**Study text**.
· · · ·

Saturday, September 03, 2011
That afternoon, I took Clare to her first grade orientation. I had 30 minutes in which I planned to meet her first grade teacher, chat with the new special education teacher, introduce myself to the new nurse (yet another new person on Clare's team since the old school nurse transferred), walk Clare through the lunchtime routine, and get information on the pick-up procedure. We met her new first grade teacher (super nice, very young, and enthusiastic), Clare saw some of her former classmates, and that was it. The 30 minutes were done, orientation was over, and we had to leave to pick up Jamie from school. So now I was a little more than just freaking out.
Clare, on the other hand, was counting down the days to her first day of school, especially since Jamie had started school the previous week. She was so excited the night before school started (and cried when we left her orientation because she wanted to stay). We packed her new pink backpack, planned her snack and lunch menu (and went over again and again that snack was for snack and lunch for lunch and never the two shall meet!), and gathered all her school supplies. She helped lay out her clothes for the morning, and Clare was ready. I am so grateful that Clare did not seem to have half the trepidation that I had about this new school year. I believe she was a little nervous when we first arrived at orientation because she wanted to hold my hand the whole time (not something she usually wants to do in a crowd - she usually wants to be out socializing, especially since she saw lots of friends). But she quickly overcame her nervousness once she saw her first grade classroom and got to sit at a desk. And now that the night before school starting was finally here, Clare was a bundle of eagerness for it all to begin.

· · · ·

**About this task**. Copy the account of Clare's first grade orientation word for word, from "Saturday, September 03, 2011" up to and including "just freaking out.".

**Given material**.
· · · ·

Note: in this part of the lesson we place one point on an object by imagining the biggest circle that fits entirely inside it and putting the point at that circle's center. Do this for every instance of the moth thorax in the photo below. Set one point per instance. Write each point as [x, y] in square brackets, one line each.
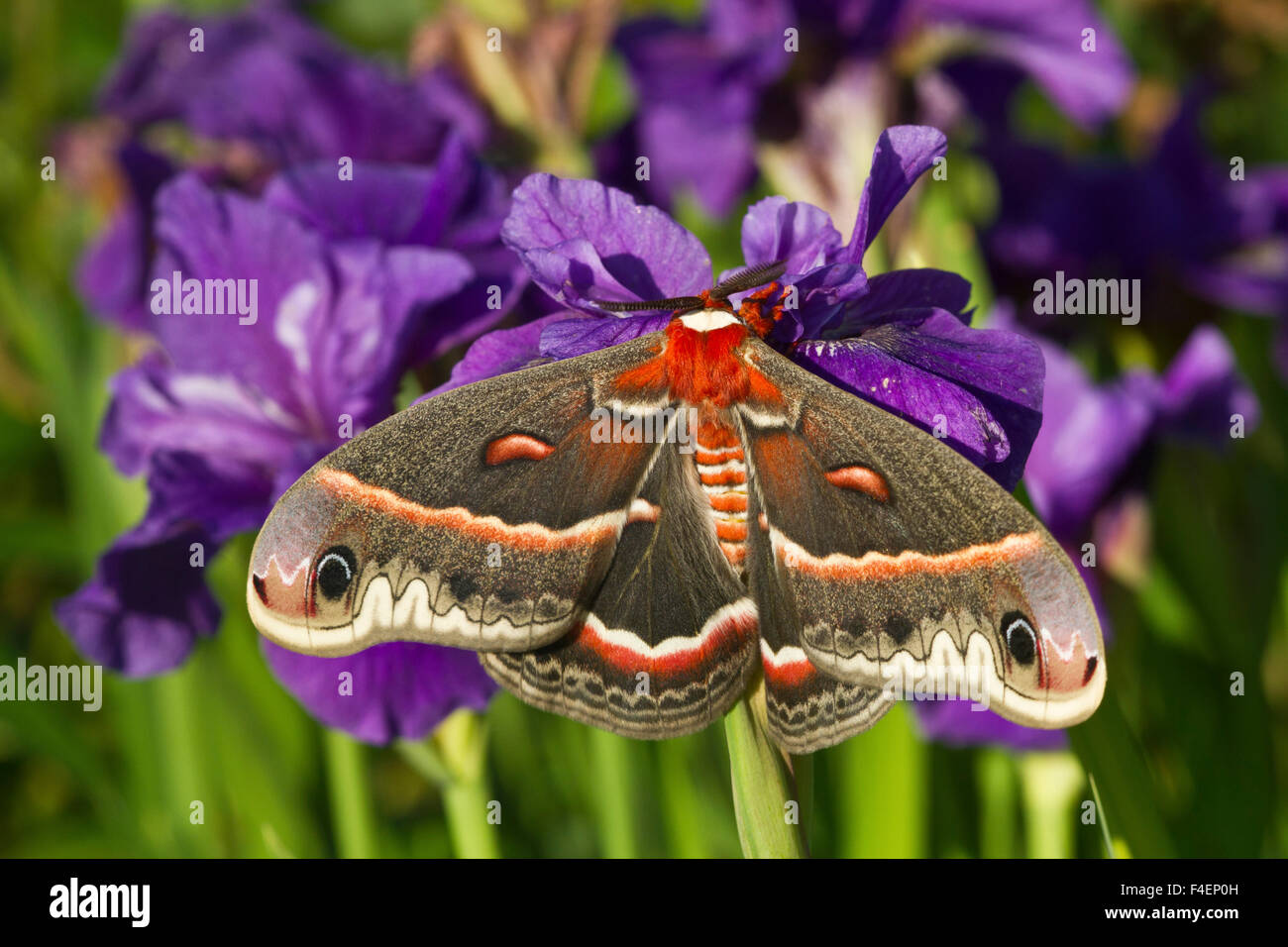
[707, 320]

· · · ·

**Output below**.
Saturday, September 03, 2011
That afternoon, I took Clare to her first grade orientation. I had 30 minutes in which I planned to meet her first grade teacher, chat with the new special education teacher, introduce myself to the new nurse (yet another new person on Clare's team since the old school nurse transferred), walk Clare through the lunchtime routine, and get information on the pick-up procedure. We met her new first grade teacher (super nice, very young, and enthusiastic), Clare saw some of her former classmates, and that was it. The 30 minutes were done, orientation was over, and we had to leave to pick up Jamie from school. So now I was a little more than just freaking out.